## Text passage
< BACK

Quercus alba

Fagaceae

white oak (Quercus alba) is also called Fork Leaf Oak, Ridge White Oak, and Stave Oak. It is in the White Oak Group (duh) and reaches a height of 150 ft. The bark is thin, light gray to white or reddish brown and slightly furrowed to scaly. The twigs are slender and gray. The leaves are deciduous and the blades are elliptic to oblong, 4-10" long, 5 9 lobed with lobes “finger” shaped, apex of lobes rounded, base cuneate, upper surface dark green, lower surface glaucous white, and turning red to brown in the fall. The acorns are ellipsoid-ovoid to oblong, light brown, 0.5-1.5" long, cup bowl shaped, warty and encloses about 1/4 of the acorn. The wood is strong, tough, close-grained, light brown, hard, heavy, nonporous, durable, and weighs about 48 lb per cu ft. It has been used for fuel, ties, baskets, cabinets, barrels, tools, furniture, construction work, agricultural implements, shipbuilding, wagons, crossties, fence posts, interior finish, and tight cooperage. Acorns provide food for turkey, squirrels, hogs, white-tailed deer, turkey, and quail. White Oak is usually considered the most important of the many species of oak and is considered to be the most important hardwood tree in America. There are reports of parents planting a white oak when a child was born so the child would grow up strong like the White Oak. The early colonists and Indians ground the acorns into meal and poured water through it to remove the tannic acid before baking into bread. Also, Indians used the bark for medicinal teas; the bark is reported to be astringent and tonic and used to treat hemorrhoids. Early European settlers are also reported to have made coffee from the roasted acorns. White Oak is the state tree of Connecticut and Maryland. In mesic to well drained soils especially hardwood slope forests (FACU) in the pine regions of the state. A number of small white oaks on Allen Acres and some larger ones on the adjacent Kisatchie National Forest. Caterpillars of three butterflies, Juvenal's Duskywing, White M Hairstreak, and Banded Hairstreak are reported to eat white oak. Caterpillars of more than 50 moth species including luna, imperial, and IO, are reported to eat white oak.

## Tasks for this exercise
A – List every animal that the white oak text says eats the tree's acorns, naming each one only once.
B – According to the white oak text, which states have the white oak as their state tree?
None of the items is needed for this work.

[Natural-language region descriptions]
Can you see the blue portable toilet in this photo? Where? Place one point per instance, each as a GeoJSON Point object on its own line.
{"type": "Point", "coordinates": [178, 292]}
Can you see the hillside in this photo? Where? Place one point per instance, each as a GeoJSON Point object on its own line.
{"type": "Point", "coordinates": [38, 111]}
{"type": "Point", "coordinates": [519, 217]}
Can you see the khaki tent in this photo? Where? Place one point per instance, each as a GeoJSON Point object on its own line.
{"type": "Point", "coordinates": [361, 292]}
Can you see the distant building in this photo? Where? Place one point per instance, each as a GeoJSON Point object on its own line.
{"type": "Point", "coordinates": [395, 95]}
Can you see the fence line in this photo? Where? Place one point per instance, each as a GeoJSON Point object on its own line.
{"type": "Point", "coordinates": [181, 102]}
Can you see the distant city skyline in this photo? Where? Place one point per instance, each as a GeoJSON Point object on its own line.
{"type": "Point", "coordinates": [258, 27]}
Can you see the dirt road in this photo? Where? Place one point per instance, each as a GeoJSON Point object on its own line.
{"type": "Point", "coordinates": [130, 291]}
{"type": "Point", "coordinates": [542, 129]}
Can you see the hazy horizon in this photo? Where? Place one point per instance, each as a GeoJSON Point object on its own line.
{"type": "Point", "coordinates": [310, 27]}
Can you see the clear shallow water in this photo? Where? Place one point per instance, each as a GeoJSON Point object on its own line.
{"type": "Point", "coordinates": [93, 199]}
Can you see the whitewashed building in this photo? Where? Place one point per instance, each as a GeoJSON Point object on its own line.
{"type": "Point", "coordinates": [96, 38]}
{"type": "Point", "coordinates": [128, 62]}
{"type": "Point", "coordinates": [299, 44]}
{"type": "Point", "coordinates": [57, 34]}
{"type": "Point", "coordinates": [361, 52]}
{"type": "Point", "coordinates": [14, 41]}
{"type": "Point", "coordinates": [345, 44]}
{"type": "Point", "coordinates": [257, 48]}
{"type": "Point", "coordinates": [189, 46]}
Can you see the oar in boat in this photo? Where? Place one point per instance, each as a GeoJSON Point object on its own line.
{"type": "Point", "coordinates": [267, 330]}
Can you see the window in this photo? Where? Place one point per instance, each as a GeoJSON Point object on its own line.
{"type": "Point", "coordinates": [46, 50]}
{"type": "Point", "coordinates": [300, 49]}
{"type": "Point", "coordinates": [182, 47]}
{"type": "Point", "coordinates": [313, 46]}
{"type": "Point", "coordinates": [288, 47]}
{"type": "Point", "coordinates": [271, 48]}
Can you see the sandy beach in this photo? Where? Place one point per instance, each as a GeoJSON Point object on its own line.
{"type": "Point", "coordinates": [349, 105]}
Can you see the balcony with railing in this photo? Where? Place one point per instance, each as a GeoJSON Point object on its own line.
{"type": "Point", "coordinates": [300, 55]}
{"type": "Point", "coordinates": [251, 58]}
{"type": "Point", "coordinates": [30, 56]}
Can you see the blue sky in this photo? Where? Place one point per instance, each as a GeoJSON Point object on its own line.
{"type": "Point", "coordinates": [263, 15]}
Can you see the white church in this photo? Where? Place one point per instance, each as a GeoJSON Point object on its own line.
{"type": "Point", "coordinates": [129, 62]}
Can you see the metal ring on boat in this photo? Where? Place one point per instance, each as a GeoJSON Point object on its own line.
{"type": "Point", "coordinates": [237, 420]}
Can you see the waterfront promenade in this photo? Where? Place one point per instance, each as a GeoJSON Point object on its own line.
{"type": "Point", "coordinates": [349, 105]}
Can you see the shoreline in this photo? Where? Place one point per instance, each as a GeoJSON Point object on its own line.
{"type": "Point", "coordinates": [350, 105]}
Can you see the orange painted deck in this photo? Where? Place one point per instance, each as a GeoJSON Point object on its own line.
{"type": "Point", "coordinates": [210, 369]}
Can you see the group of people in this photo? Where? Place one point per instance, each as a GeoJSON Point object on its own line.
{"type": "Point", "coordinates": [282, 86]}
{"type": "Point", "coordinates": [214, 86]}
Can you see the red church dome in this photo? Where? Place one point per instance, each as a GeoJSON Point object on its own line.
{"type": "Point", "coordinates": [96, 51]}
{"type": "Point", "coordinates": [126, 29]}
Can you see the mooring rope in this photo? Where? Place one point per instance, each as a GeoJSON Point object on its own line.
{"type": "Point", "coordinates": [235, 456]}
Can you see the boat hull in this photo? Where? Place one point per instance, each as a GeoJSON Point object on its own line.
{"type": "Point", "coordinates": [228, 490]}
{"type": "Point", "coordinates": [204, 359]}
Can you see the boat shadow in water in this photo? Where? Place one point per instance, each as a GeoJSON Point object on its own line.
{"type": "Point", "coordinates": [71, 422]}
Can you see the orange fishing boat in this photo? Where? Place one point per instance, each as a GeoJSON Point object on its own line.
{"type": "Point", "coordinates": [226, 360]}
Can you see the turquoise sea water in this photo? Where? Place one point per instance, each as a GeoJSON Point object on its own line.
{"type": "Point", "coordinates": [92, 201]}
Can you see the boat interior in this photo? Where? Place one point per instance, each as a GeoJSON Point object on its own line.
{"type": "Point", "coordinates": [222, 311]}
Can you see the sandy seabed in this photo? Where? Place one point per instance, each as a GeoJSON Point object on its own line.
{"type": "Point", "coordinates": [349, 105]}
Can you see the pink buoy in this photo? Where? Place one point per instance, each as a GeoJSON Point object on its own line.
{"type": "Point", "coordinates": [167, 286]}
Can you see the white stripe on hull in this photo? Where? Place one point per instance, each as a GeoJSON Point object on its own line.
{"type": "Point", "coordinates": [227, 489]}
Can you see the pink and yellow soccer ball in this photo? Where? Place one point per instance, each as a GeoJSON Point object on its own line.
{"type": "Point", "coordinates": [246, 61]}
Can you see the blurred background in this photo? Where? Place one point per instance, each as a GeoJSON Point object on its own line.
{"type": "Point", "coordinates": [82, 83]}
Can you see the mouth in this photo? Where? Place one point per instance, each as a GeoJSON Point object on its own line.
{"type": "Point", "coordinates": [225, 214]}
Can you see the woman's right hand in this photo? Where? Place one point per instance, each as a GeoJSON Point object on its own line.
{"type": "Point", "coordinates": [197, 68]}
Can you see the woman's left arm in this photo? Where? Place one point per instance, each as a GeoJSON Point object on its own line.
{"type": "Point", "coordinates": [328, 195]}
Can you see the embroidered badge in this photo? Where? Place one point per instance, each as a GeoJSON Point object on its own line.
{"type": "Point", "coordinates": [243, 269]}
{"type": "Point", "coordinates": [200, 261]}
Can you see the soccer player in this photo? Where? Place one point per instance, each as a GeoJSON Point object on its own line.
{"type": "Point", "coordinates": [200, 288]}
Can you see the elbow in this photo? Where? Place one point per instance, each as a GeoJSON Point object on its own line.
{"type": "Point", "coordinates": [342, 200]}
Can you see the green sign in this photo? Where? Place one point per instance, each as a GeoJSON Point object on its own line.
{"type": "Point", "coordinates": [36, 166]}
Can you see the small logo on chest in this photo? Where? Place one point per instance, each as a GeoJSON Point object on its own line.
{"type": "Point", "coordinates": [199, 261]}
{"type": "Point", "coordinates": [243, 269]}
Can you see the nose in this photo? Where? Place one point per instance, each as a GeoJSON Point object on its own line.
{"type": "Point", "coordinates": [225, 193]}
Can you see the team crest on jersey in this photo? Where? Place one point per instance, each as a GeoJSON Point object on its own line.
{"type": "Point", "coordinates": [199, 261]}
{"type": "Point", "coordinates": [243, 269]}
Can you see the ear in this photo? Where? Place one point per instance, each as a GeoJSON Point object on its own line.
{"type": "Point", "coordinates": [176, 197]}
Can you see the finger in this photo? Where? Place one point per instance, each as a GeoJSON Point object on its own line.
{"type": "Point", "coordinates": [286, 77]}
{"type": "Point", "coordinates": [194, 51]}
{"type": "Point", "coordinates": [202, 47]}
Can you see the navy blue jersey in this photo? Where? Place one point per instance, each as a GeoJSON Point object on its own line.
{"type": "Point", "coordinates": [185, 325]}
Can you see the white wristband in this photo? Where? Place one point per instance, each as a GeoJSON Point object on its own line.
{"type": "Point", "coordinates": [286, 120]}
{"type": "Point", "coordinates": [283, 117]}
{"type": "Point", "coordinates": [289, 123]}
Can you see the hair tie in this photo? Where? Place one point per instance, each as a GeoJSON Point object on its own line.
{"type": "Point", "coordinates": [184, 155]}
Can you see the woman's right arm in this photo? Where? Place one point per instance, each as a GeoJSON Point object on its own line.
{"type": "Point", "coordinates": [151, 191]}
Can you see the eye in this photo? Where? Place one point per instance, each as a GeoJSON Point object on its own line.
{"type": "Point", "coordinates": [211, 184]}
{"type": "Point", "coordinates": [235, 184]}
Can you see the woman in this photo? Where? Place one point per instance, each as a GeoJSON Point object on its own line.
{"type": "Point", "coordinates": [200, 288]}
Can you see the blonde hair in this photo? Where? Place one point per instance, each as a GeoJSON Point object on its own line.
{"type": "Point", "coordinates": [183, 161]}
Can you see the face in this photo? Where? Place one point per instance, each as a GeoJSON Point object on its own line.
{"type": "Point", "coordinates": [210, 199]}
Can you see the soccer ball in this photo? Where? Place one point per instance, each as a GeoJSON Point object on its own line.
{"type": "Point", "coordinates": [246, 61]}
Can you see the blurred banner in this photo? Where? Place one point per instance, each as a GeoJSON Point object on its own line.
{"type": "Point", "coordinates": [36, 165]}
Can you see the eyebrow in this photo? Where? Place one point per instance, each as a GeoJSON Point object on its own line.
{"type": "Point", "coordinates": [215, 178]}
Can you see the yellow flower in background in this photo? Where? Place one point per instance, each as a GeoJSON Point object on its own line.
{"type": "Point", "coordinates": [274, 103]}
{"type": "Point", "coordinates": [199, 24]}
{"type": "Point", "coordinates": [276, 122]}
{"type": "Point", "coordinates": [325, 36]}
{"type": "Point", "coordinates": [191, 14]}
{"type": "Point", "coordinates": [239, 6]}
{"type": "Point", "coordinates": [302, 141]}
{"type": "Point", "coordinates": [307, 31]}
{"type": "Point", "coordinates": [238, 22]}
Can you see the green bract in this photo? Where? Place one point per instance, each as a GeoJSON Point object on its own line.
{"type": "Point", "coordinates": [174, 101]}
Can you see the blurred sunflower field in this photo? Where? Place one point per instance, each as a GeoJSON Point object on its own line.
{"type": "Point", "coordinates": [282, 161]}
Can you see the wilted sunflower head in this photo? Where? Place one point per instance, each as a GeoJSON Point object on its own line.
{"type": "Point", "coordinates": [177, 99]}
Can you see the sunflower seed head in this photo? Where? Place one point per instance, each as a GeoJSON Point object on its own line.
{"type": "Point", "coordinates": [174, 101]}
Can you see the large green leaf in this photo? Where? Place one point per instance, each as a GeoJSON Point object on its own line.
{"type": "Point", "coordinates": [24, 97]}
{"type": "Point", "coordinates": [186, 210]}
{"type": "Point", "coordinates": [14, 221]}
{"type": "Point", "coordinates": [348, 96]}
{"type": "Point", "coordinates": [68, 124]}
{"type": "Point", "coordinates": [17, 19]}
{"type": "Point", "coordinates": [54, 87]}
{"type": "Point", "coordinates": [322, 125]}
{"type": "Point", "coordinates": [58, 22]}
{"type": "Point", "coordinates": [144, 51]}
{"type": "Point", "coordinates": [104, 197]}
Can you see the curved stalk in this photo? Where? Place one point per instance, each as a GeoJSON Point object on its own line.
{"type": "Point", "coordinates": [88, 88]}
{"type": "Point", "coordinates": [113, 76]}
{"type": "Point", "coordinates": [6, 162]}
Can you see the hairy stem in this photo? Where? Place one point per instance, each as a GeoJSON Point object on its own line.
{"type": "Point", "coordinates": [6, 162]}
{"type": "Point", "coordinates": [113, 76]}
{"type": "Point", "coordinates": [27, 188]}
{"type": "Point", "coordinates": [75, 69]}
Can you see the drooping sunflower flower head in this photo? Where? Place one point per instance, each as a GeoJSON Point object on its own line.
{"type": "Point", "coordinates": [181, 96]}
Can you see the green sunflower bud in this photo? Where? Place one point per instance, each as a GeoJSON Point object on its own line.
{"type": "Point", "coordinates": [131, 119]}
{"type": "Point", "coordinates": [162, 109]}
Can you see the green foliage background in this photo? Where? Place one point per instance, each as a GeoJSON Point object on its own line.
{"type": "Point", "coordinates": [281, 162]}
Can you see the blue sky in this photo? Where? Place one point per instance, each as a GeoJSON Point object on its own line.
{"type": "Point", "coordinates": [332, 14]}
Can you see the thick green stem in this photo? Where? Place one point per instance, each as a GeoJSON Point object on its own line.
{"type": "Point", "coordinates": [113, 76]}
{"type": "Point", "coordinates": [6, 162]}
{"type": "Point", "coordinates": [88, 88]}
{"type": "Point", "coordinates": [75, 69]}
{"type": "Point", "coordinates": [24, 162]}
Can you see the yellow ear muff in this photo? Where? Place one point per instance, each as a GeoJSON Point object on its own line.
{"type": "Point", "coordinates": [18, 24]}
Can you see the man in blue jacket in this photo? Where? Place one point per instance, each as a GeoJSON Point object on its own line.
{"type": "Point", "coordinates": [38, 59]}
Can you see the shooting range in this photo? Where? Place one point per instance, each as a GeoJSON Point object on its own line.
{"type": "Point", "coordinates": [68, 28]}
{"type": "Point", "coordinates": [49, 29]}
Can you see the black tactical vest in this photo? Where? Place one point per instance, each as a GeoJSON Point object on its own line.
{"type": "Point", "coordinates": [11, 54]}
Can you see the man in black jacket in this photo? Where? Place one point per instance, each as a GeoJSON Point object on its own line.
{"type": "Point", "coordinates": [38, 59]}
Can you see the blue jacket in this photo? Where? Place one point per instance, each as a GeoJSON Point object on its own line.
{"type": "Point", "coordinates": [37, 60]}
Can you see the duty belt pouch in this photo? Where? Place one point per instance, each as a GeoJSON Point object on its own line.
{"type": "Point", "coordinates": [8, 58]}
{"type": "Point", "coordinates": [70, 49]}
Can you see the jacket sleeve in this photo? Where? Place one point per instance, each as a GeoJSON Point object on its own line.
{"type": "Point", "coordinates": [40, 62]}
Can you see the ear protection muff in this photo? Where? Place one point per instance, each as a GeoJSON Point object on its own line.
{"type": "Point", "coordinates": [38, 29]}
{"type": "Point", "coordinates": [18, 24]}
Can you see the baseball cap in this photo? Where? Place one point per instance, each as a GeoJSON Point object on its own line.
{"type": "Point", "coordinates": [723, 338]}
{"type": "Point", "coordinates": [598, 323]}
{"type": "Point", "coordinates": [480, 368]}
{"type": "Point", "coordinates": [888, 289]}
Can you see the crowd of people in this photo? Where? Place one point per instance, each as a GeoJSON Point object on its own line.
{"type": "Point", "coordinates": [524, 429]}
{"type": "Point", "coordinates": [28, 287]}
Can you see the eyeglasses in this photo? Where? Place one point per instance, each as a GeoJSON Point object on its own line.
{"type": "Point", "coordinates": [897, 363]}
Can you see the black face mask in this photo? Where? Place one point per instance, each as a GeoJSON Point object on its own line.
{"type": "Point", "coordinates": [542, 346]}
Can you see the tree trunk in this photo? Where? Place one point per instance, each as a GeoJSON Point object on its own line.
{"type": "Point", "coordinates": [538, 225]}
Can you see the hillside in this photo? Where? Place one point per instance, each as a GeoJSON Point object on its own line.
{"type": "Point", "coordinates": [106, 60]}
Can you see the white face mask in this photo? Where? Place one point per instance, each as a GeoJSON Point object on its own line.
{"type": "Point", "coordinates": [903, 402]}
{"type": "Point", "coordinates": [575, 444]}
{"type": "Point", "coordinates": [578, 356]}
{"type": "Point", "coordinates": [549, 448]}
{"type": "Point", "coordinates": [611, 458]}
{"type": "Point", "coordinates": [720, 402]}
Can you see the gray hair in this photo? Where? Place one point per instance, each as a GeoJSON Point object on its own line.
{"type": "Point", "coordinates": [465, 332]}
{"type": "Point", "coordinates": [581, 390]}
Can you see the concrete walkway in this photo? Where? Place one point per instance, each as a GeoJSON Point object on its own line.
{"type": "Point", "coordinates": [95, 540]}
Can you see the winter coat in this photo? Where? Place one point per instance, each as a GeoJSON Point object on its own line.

## Exercise responses
A – Turkey, squirrels, hogs, white-tailed deer, quail

B – Connecticut and Maryland